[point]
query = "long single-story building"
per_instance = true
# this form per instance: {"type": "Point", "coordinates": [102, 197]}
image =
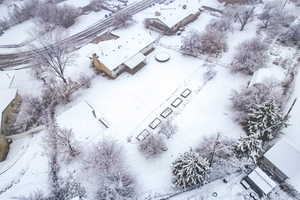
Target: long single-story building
{"type": "Point", "coordinates": [168, 19]}
{"type": "Point", "coordinates": [278, 165]}
{"type": "Point", "coordinates": [283, 162]}
{"type": "Point", "coordinates": [126, 53]}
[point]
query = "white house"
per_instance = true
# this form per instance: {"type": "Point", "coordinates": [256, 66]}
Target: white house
{"type": "Point", "coordinates": [273, 73]}
{"type": "Point", "coordinates": [168, 18]}
{"type": "Point", "coordinates": [284, 160]}
{"type": "Point", "coordinates": [126, 53]}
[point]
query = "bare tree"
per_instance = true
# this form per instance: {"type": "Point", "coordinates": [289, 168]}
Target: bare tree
{"type": "Point", "coordinates": [244, 15]}
{"type": "Point", "coordinates": [291, 36]}
{"type": "Point", "coordinates": [152, 146]}
{"type": "Point", "coordinates": [122, 19]}
{"type": "Point", "coordinates": [66, 142]}
{"type": "Point", "coordinates": [274, 17]}
{"type": "Point", "coordinates": [53, 56]}
{"type": "Point", "coordinates": [168, 129]}
{"type": "Point", "coordinates": [251, 55]}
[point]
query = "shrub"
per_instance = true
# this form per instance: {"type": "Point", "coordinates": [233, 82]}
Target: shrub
{"type": "Point", "coordinates": [209, 43]}
{"type": "Point", "coordinates": [251, 56]}
{"type": "Point", "coordinates": [190, 170]}
{"type": "Point", "coordinates": [152, 146]}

☆ ☆ ☆ ☆ ☆

_Work request_. Would you return all of the entries unchanged while omitting the images?

_Answer_.
[point]
query = "long single-story building"
per_instance = true
# this form per instance: {"type": "Point", "coordinates": [102, 197]}
image =
Target: long single-story building
{"type": "Point", "coordinates": [168, 19]}
{"type": "Point", "coordinates": [278, 165]}
{"type": "Point", "coordinates": [283, 162]}
{"type": "Point", "coordinates": [126, 53]}
[point]
query = "white house"
per_instance = true
# this form per instance: {"type": "Point", "coordinates": [256, 66]}
Target: white house
{"type": "Point", "coordinates": [273, 73]}
{"type": "Point", "coordinates": [168, 18]}
{"type": "Point", "coordinates": [284, 160]}
{"type": "Point", "coordinates": [126, 53]}
[point]
query = "bare tree"
per_instance = true
# this form per instance: {"type": "Point", "coordinates": [289, 168]}
Target: bare tree
{"type": "Point", "coordinates": [244, 15]}
{"type": "Point", "coordinates": [291, 36]}
{"type": "Point", "coordinates": [152, 146]}
{"type": "Point", "coordinates": [122, 19]}
{"type": "Point", "coordinates": [66, 142]}
{"type": "Point", "coordinates": [274, 17]}
{"type": "Point", "coordinates": [53, 56]}
{"type": "Point", "coordinates": [168, 129]}
{"type": "Point", "coordinates": [251, 55]}
[point]
query = "shrub"
per_instance = true
# this form per instance: {"type": "Point", "coordinates": [233, 82]}
Target: shrub
{"type": "Point", "coordinates": [209, 43]}
{"type": "Point", "coordinates": [251, 56]}
{"type": "Point", "coordinates": [190, 170]}
{"type": "Point", "coordinates": [152, 146]}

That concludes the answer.